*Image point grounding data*
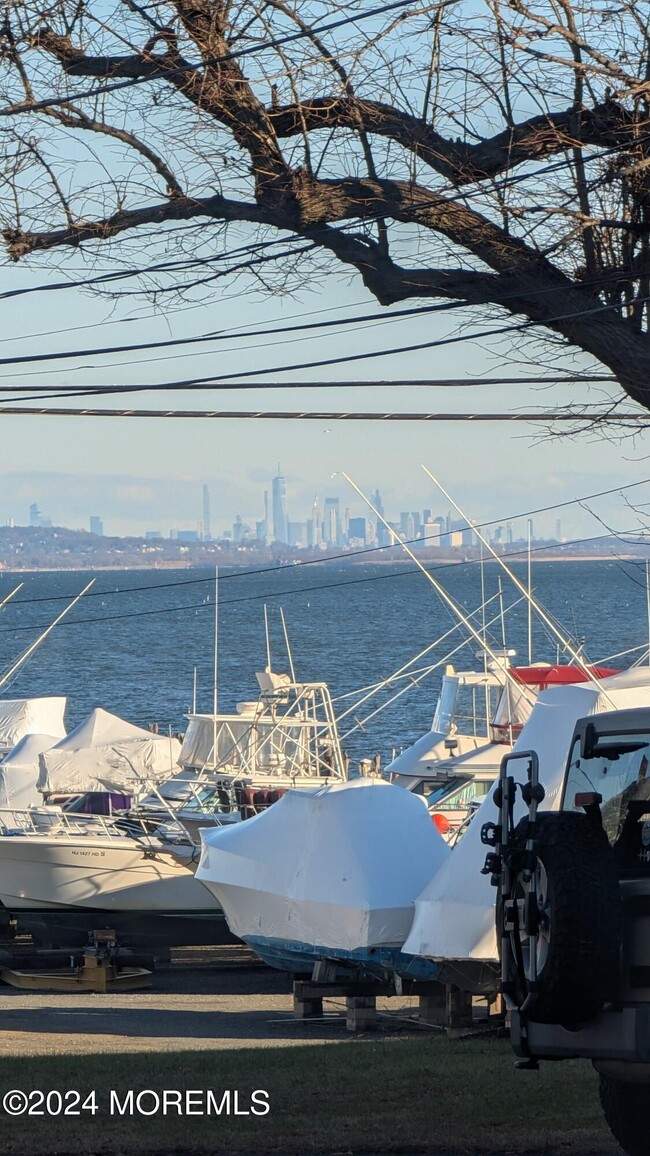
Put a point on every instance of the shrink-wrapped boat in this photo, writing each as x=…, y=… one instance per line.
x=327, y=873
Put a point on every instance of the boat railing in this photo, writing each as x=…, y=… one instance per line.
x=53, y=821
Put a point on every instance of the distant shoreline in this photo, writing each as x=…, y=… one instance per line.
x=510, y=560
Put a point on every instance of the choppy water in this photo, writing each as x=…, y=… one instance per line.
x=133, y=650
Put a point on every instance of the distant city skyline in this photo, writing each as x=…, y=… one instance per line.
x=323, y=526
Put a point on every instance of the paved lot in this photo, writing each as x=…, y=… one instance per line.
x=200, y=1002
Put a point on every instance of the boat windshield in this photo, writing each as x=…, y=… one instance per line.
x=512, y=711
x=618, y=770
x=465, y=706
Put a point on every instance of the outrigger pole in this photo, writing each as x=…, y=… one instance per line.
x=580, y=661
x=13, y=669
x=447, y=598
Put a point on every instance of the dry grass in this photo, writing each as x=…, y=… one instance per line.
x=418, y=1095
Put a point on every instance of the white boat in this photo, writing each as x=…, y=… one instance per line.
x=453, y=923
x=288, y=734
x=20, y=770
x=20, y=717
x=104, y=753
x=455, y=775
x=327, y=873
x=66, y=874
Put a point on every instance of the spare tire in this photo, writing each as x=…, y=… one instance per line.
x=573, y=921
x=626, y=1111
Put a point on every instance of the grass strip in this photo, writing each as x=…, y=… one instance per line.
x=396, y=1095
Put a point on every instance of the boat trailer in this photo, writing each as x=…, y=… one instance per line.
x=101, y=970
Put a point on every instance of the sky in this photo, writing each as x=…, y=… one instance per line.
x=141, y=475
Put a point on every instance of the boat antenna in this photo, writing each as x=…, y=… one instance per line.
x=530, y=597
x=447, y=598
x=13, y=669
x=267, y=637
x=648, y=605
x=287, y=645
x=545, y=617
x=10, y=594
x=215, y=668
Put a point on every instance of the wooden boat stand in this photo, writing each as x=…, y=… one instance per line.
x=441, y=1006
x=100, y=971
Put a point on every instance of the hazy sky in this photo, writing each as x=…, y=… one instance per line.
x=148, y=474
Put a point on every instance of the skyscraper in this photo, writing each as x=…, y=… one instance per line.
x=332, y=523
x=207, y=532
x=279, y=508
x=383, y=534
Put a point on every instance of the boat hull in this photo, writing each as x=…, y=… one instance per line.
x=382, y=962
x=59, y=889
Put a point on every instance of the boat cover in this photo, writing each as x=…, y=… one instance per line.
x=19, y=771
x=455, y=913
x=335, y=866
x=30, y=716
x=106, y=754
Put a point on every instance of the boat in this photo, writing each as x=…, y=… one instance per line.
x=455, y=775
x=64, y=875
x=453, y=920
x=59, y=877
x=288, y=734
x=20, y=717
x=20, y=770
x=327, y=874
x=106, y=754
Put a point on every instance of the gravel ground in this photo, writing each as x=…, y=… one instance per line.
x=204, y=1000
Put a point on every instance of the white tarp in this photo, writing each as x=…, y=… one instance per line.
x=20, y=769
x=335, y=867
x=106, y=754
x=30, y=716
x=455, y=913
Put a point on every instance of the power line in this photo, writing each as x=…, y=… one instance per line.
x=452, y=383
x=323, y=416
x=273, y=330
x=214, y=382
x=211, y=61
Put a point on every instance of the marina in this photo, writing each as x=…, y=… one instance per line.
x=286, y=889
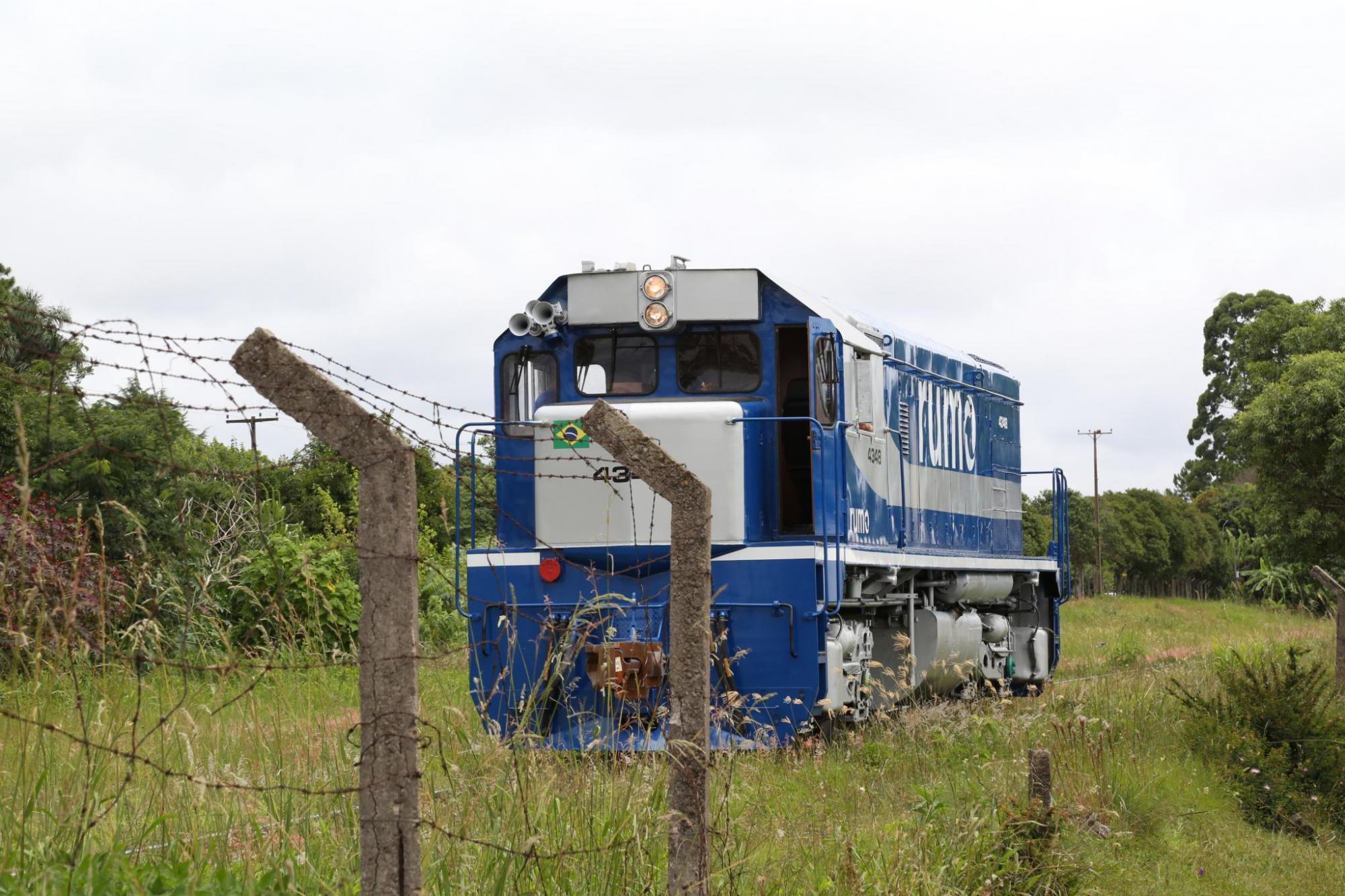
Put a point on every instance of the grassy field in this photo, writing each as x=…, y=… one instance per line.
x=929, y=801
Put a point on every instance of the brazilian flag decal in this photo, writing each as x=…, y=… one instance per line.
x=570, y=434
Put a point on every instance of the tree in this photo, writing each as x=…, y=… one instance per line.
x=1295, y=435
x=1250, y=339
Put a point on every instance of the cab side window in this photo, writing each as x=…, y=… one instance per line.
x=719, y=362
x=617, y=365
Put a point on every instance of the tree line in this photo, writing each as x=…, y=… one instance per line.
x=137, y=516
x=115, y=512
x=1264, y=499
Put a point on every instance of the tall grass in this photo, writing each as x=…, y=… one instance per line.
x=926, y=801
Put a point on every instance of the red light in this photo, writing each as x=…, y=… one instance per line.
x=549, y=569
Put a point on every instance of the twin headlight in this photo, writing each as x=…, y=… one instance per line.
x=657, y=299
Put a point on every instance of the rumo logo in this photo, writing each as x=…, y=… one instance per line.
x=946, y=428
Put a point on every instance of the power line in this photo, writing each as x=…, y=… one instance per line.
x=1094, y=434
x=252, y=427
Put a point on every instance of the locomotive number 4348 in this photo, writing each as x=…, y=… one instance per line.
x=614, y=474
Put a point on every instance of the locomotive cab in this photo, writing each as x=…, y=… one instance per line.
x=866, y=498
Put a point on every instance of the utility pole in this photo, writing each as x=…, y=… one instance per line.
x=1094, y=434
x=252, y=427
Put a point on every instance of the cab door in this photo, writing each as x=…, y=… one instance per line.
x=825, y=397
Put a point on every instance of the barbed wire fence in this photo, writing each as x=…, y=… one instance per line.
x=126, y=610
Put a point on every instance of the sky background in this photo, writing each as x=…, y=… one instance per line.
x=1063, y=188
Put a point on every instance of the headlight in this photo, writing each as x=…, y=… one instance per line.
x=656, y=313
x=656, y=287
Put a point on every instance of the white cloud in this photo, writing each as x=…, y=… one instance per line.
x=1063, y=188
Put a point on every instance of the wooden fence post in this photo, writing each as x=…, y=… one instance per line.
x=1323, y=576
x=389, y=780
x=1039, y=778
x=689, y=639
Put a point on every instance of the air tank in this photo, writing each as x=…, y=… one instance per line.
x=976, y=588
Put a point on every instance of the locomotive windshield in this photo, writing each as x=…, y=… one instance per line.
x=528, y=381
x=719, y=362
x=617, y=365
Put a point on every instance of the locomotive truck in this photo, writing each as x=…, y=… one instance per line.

*EXERCISE*
Copy the records word for word, leaving no picture in the copy.

*RESPONSE BELOW*
Put a point on every instance of the shrink-wrapped boat in this photo, writing each as x=…, y=… one instance per line.
x=327, y=873
Put a point on every instance of the boat railing in this photo, writing each as x=…, y=… one instance per line.
x=53, y=821
Put a point on every instance of the distant shoreline in this photo, writing each as x=…, y=… one instance per line.
x=510, y=560
Put a point on every instance of the choppy water in this photo, writing each as x=…, y=… one instance per line.
x=133, y=650
Put a point on every instance of the distant city skyline in this photo, writing each as x=…, y=… one instance per line.
x=323, y=526
Put a point on every instance of the paved lot in this photo, writing each as x=…, y=… one instance per line.
x=200, y=1002
Put a point on every instance of the boat windshield in this photo, writing each as x=…, y=… one instance per line.
x=512, y=711
x=618, y=770
x=465, y=706
Put a point on every instance of the outrigger pole in this photo, writing each as x=…, y=… one instance per line.
x=580, y=661
x=13, y=669
x=447, y=598
Put a point on every instance of the dry grass in this photo, writing each as x=…, y=… one instance per line.
x=418, y=1095
Put a point on every instance of the white boat in this photo, writing each as x=…, y=… one instance per line.
x=453, y=923
x=288, y=734
x=20, y=770
x=20, y=717
x=104, y=753
x=455, y=775
x=327, y=873
x=66, y=874
Put a point on every instance of the spare tire in this photo, writing each as x=…, y=… one instance per line.
x=573, y=921
x=626, y=1111
Put a point on every instance of the grass strip in this photo, writing each as x=…, y=… one instance per line.
x=396, y=1095
Put a point on every instance of the boat trailer in this photo, writing each as x=…, y=… one instance per line.
x=101, y=970
Put a point on every instance of the sky in this photo, writing each as x=…, y=… one instance per line.
x=141, y=475
Put a point on every instance of the boat antenna in this photo, writing each as x=…, y=… one instance per line.
x=530, y=597
x=447, y=598
x=13, y=669
x=267, y=637
x=648, y=605
x=287, y=645
x=545, y=617
x=10, y=594
x=215, y=668
Put a point on every instance of the wooden boat stand in this photo, writing each as x=…, y=… one instance per line.
x=441, y=1006
x=100, y=971
Put a point on every instance of the hazy sky in this photo, writing each as x=…, y=… one instance per line.
x=148, y=474
Put a point on every instance of the skyscraper in this photo, writing each as x=…, y=… one instance per line.
x=332, y=523
x=207, y=532
x=279, y=508
x=383, y=534
Put a point on every instance of the boat hull in this photo, writing each as x=…, y=… one instance per line.
x=382, y=962
x=59, y=889
Put a point on every instance of the boat cover in this photo, writing each as x=…, y=… one instance per line.
x=19, y=771
x=455, y=913
x=335, y=866
x=30, y=716
x=106, y=754
Put a point on every instance of the boat in this photo, writing each as x=…, y=… one instance per line.
x=455, y=775
x=64, y=875
x=453, y=920
x=59, y=877
x=288, y=734
x=20, y=717
x=20, y=770
x=327, y=874
x=106, y=754
Put a point on every instance of the gravel ground in this photo, writing each as x=…, y=… one instance per line.
x=204, y=1000
Put a point on every instance of the white tarp in this photo, writing each as x=…, y=… one instance per line.
x=20, y=769
x=335, y=867
x=106, y=754
x=30, y=716
x=455, y=913
Put a point on every instance of the power line in this photo, writing each as x=…, y=… one instance per line.
x=452, y=383
x=323, y=416
x=273, y=330
x=214, y=382
x=211, y=61
Put a point on every instance of the marina in this photo, writing each as x=…, y=… one instance per line.
x=286, y=889
Put a point on every instance of the grassy field in this photo, writing each as x=…, y=… one instance per line.
x=929, y=801
Put a point on every instance of the brazilian flag decal in this photo, writing each as x=…, y=… one instance per line.
x=570, y=434
Put a point on every instance of the tree in this photo, writing each as x=…, y=… one instance per line.
x=1295, y=435
x=1250, y=339
Put a point on every instance of the cab side window in this photo, writing each as x=…, y=… one instance per line.
x=719, y=362
x=617, y=365
Put a point on every instance of the tree line in this photo, writing each as x=…, y=… one instance per line.
x=137, y=516
x=115, y=512
x=1264, y=499
Put a point on every instance of the tall grass in this photo, writing each as x=…, y=… one instance per line.
x=926, y=801
Put a point on every instance of the red light in this photo, writing each as x=…, y=… one instance per line.
x=549, y=569
Put a point on every instance of the twin headlight in this photo, writing each as x=…, y=… one instance per line.
x=657, y=299
Put a point on every instance of the rumo logo in this photo, writing each as x=…, y=… one instance per line.
x=946, y=428
Put a point on every instance of the power line in this photo, writing each as x=…, y=… one instance per line.
x=1094, y=434
x=252, y=427
Put a point on every instance of the locomotive number 4348 in this photo, writing each as x=…, y=… one instance per line.
x=614, y=474
Put a point on every instance of the locomotive cab in this photo, writing each as x=…, y=… one instance per line.
x=866, y=498
Put a point on every instance of the utility pole in this photo, writing each as x=…, y=… one instance per line.
x=1094, y=434
x=252, y=427
Put a point on every instance of the cab door in this photo, writing each as x=…, y=… one instance per line.
x=825, y=397
Put a point on every instance of the barbed wire fence in this photo, writing each as x=…, y=… one instance per line.
x=126, y=610
Put a point on every instance of the sky background in this photo, writing each as x=…, y=… one instance per line.
x=1063, y=188
Put a point on every instance of the headlight in this photo, writing each as x=…, y=… one instance per line.
x=656, y=313
x=656, y=287
Put a point on every instance of the white cloud in this photo, writing each as x=…, y=… one instance per line.
x=1063, y=188
Put a point on every instance of the wooden fence post in this photo, writing each as x=…, y=… one instance per line.
x=1323, y=576
x=389, y=780
x=1039, y=778
x=689, y=639
Put a point on every instance of the air tank in this photo, writing each as x=…, y=… one instance per line.
x=976, y=588
Put a point on every instance of the locomotive windshield in this photo, writing each as x=…, y=… one instance per line.
x=528, y=381
x=719, y=362
x=617, y=365
Put a point on every instance of the locomotive truck in this photo, writing each as x=…, y=… one instance per line.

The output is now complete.